Start of Supplied text

- Born: February 3, 1925 New York City, New York
- Died: December 28, 2010 (aged 85)
- Branch: United States Army
- Unit: 290th Infantry Regiment, 75th Infantry
- Conflicts: World War II - Battle of the Bulge
- Awards: Bronze Star
- Education: CUNY (BA) Harvard University (PhD)
- Other work: Professor

= Frank Bonilla =

American professor of Puerto Rican studies

Frank Bonilla (February 3, 1925 – December 28, 2010) was an American academic of Puerto Rican descent who became a leading figure in Puerto Rican Studies. After earning his doctorate from Harvard University, where his dissertation was supervised by Talcott Parsons, he held faculty positions at Massachusetts Institute of Technology, Stanford University, and the City University of New York. He was a key figure in the establishment of the Puerto Rican Hispanic Leadership Forum and the Center for Puerto Rico Studies at the City University of New York.

==Early life and education==
Bonilla was born in New York City in 1925. His parents were both from Puerto Rico and had moved to the United States early in their lives. His mother emigrated to the United States in hopes of attending college, while his father, a former cigar maker and U.S. Cavalry serviceman, was on the same ship. The two met during the voyage and began a relationship.

Bonilla was raised around East Harlem, a neighborhood full of diversity of culture and race. He said that children were very often exposed to multiple languages at an early age and that they became bilingual to interact with people in their day-to-day lives. Bonilla spent his first years of high school attending a Franciscan high school in Illinois, where he showed academic and leadership skills. His favorite subjects were classical Greek, Latin, Spanish, French, and German. He was also elected President of his class. Bonilla then transferred to Morris High School (Bronx, New York).

==Career==
After he graduated from Morris High in 1943, he was drafted and assigned to a weapons platoon. Bonilla was taught to be a mortar gunner and was assigned to the 290th Infantry Regiment, 75th Infantry Division.

End of Supplied text
Start of Records supplied

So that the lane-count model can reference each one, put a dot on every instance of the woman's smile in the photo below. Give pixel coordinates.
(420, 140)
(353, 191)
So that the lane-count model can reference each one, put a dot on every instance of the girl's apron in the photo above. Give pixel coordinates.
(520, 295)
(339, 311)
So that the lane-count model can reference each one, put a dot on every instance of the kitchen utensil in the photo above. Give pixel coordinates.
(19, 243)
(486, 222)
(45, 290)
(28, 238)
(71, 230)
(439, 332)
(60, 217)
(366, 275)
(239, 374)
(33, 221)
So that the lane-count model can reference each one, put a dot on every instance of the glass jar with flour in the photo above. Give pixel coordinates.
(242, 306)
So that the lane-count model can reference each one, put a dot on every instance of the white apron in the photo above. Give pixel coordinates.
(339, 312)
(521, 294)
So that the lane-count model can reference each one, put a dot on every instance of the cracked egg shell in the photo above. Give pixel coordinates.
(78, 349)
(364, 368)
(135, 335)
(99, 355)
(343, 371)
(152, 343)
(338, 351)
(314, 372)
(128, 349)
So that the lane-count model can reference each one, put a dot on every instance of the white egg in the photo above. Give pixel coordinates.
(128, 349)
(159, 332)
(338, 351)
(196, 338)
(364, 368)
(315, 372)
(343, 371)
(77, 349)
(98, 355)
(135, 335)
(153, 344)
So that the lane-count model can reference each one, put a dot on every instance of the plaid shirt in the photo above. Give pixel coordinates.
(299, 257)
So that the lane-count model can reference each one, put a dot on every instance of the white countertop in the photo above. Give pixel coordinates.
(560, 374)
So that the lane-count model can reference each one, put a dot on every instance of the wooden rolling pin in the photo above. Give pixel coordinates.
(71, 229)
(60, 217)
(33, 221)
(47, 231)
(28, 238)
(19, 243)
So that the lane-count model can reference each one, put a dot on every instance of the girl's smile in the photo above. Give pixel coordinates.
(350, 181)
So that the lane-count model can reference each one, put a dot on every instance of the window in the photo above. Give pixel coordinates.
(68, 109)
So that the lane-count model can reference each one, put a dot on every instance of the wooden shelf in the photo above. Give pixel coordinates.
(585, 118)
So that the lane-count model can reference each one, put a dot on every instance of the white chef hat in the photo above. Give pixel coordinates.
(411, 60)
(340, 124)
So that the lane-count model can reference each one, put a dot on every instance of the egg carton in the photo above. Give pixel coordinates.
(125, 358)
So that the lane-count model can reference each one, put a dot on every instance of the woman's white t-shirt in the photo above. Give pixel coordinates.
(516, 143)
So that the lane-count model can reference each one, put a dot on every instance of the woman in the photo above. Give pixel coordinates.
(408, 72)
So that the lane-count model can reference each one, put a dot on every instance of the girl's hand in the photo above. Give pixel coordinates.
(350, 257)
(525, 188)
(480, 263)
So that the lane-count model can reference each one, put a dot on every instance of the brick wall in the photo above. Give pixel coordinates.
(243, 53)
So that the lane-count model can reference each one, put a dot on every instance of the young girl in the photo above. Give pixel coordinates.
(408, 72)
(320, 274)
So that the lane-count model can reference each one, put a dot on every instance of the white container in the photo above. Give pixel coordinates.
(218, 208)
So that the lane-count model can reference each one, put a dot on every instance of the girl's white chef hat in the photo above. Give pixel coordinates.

End of Records supplied

Could you resume the biography of Frank Bonilla from where it stops? The rows are a separate set of material and are not part of the biography of Frank Bonilla.

== Exercise result ==
===World War II service===
The 290th Infantry Regiment, 75th Infantry Division was involved in the Battle of the Bulge. Bonilla served in this battle at the front of the line for nearly a month.

After serving at the front lines, Bonilla sustained an injury and had to be hospitalized in France. After a brief three week hospitalization, Bonilla was reassigned to a replacement depot in France. It was there that he was invited to join the Puerto Rican National Guard near Frankfurt and assigned as the company clerk. He soon realized that the Puerto Rican soldiers had a divide. The Puerto Rican soldiers raised in the United States were looked down upon by those who had grown up in Puerto Rico, and referred to the emigrated Puerto Ricans as "American Joes". Bonilla said of this experience, "The military experience helped to consolidate my sense of being Puerto Rican and also a sense of wanting to study and be a scholar."

===Post-war career===
Bonilla returned to the United States after he was discharged from the military and made use of the educational benefits of the G.I. Bill to attend the College of the City of New York. He graduated cum laude in 1949 with a B.A. in business administration. He went on to pursue a master's degree in sociology from New York University, which he earned in 1954. He attended Harvard University and received a doctorate in sociology soon after. In 1965 his name appeared on a list of academics involved with Project Camelot.

For 20 years, he directed CUNY's Center for Puerto Rican Studies, where he served as founding director until his retirement in 1995. He also played a key role in the formation of the Puerto Rican Hispanic Leadership Forum to help manage the needs of Puerto Ricans in New York. Bonilla also co-founded the Inter-University Program for Latino Research at the City University of New York, a consortium for research that includes over 20 universities.

===Legacy===
The Frank Bonilla Public Intellectual Award was created in his honor by the Latin American Studies Association (LASA). The award is offered every other year.